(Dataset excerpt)
## begin

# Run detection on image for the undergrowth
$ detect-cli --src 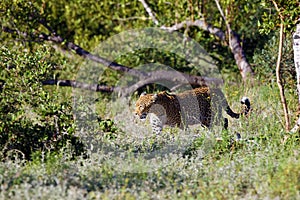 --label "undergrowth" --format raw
[0,85,300,199]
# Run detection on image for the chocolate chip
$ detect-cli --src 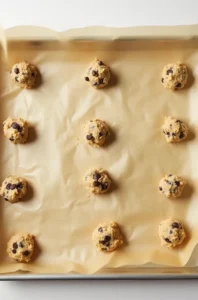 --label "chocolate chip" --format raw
[165,179,172,185]
[10,184,17,190]
[172,222,179,228]
[92,70,98,77]
[98,132,103,137]
[14,68,19,74]
[12,243,18,249]
[17,182,23,189]
[164,238,171,243]
[101,182,109,190]
[6,183,12,190]
[19,242,24,248]
[104,235,111,242]
[100,235,111,246]
[11,122,22,132]
[86,134,93,141]
[166,69,173,75]
[175,82,181,88]
[93,172,101,181]
[179,132,184,139]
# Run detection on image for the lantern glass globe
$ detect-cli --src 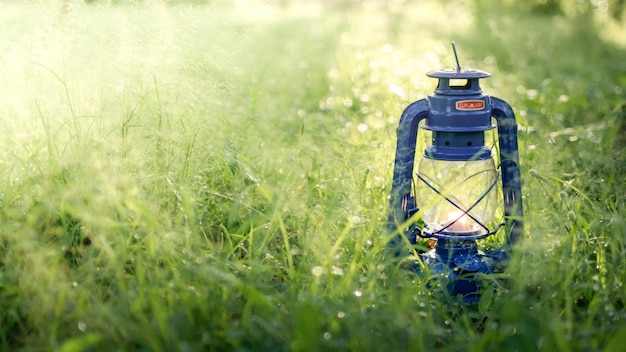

## end

## EXERCISE INSTRUCTIONS
List every line of the items above that contains the word "image".

## FULL RESPONSE
# Run detection on image for the undergrowth
# Run detection on image for the chocolate chip
# Run detection on image for the lantern glass globe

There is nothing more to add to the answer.